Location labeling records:
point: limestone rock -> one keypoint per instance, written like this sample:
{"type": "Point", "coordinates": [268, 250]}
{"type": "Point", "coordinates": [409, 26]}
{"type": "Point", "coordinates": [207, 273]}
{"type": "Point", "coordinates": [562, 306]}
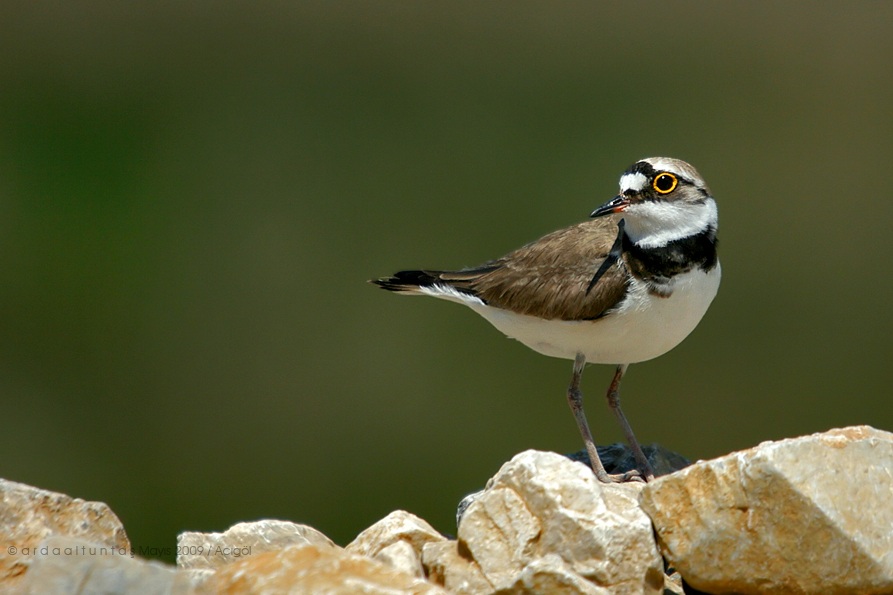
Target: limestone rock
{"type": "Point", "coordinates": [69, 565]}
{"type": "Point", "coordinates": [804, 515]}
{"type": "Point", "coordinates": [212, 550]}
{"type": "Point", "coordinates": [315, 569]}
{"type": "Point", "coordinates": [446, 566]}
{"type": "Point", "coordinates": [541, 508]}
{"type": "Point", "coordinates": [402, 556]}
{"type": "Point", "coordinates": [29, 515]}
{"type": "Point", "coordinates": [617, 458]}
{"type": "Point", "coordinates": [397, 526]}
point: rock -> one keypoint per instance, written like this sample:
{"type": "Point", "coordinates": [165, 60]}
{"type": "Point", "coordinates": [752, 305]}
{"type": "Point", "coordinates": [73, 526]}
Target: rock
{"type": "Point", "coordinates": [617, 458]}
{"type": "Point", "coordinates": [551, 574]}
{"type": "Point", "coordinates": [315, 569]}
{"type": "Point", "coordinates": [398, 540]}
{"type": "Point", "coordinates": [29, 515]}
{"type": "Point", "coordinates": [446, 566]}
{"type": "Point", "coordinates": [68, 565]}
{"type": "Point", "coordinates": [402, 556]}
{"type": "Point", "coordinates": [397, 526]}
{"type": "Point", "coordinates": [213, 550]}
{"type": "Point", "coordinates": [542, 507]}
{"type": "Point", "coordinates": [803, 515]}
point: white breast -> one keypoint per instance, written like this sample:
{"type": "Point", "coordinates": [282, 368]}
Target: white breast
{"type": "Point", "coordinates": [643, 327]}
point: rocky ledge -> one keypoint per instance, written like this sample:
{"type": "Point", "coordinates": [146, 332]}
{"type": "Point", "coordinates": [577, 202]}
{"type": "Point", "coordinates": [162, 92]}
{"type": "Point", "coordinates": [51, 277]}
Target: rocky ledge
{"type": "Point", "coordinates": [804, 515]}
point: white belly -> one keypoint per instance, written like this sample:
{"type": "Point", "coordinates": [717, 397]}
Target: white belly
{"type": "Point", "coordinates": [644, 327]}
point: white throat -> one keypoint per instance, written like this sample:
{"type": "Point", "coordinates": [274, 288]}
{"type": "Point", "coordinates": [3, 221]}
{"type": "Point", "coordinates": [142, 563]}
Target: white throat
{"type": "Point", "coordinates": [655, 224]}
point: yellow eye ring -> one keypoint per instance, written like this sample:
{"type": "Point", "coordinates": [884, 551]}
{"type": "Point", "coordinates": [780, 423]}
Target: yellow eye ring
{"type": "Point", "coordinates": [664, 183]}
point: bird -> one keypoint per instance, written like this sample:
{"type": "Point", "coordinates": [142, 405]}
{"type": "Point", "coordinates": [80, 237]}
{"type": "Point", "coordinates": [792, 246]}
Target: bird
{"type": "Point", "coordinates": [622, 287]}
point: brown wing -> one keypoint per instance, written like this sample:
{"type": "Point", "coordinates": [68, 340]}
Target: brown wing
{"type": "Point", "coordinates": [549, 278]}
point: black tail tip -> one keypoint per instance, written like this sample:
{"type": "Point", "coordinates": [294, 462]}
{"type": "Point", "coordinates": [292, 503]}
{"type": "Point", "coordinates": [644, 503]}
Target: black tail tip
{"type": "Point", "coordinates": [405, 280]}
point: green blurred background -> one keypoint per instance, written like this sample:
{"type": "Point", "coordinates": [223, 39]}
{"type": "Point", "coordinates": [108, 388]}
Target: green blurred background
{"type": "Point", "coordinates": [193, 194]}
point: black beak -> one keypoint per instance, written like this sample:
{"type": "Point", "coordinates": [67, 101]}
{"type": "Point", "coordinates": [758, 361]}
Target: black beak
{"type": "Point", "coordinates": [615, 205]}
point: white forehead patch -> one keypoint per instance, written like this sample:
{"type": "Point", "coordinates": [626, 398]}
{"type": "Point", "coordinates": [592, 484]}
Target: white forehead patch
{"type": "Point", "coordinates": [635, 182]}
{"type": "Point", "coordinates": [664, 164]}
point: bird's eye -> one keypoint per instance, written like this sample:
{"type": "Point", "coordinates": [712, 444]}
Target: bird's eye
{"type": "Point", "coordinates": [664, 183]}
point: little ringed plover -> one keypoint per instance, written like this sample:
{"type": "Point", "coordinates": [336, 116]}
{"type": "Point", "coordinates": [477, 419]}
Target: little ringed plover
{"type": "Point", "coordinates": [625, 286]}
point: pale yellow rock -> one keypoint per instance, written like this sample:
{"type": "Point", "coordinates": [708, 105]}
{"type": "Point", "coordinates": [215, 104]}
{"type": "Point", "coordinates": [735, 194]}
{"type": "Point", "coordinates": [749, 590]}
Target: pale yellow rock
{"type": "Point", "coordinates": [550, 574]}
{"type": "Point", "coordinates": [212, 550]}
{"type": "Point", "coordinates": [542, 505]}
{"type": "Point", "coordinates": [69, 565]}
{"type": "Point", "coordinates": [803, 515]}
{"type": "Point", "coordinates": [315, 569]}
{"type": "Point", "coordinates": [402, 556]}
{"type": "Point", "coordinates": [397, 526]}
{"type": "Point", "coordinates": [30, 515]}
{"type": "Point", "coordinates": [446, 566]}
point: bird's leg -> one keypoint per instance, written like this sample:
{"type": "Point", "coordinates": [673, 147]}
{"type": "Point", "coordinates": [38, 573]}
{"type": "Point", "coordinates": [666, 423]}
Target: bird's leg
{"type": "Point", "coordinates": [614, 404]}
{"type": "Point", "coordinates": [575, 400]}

#### [EXERCISE DESCRIPTION]
Your output consists solely of the lines from the one with "point: black beak" through the last line, copied exactly.

#### [RESPONSE TO THIS EXERCISE]
point: black beak -> one keypoint per instance, written like this sample:
{"type": "Point", "coordinates": [67, 101]}
{"type": "Point", "coordinates": [758, 361]}
Target: black beak
{"type": "Point", "coordinates": [615, 205]}
point: white forehead patch -> one keypoint per instance, written like this sample:
{"type": "Point", "coordinates": [626, 398]}
{"type": "Point", "coordinates": [592, 484]}
Target: white forehead patch
{"type": "Point", "coordinates": [635, 182]}
{"type": "Point", "coordinates": [664, 164]}
point: bird's eye -> one keypoint per instance, written like this sample:
{"type": "Point", "coordinates": [712, 444]}
Target: bird's eye
{"type": "Point", "coordinates": [664, 183]}
point: little ringed plover -> one keypoint per instance, written like this sample:
{"type": "Point", "coordinates": [336, 116]}
{"type": "Point", "coordinates": [477, 419]}
Target: little ringed plover
{"type": "Point", "coordinates": [625, 286]}
point: pale yellow rock -> one keypoint per instance, written like this sample:
{"type": "Point", "coordinates": [708, 105]}
{"type": "Point", "coordinates": [215, 104]}
{"type": "Point", "coordinates": [735, 194]}
{"type": "Point", "coordinates": [749, 590]}
Target: pale yellow rock
{"type": "Point", "coordinates": [550, 574]}
{"type": "Point", "coordinates": [212, 550]}
{"type": "Point", "coordinates": [542, 505]}
{"type": "Point", "coordinates": [69, 565]}
{"type": "Point", "coordinates": [803, 515]}
{"type": "Point", "coordinates": [315, 569]}
{"type": "Point", "coordinates": [402, 556]}
{"type": "Point", "coordinates": [397, 526]}
{"type": "Point", "coordinates": [30, 515]}
{"type": "Point", "coordinates": [446, 566]}
point: bird's leg -> one keypoint per instance, written like this sample:
{"type": "Point", "coordinates": [673, 147]}
{"type": "Point", "coordinates": [38, 573]}
{"type": "Point", "coordinates": [666, 423]}
Target: bird's leg
{"type": "Point", "coordinates": [614, 404]}
{"type": "Point", "coordinates": [575, 400]}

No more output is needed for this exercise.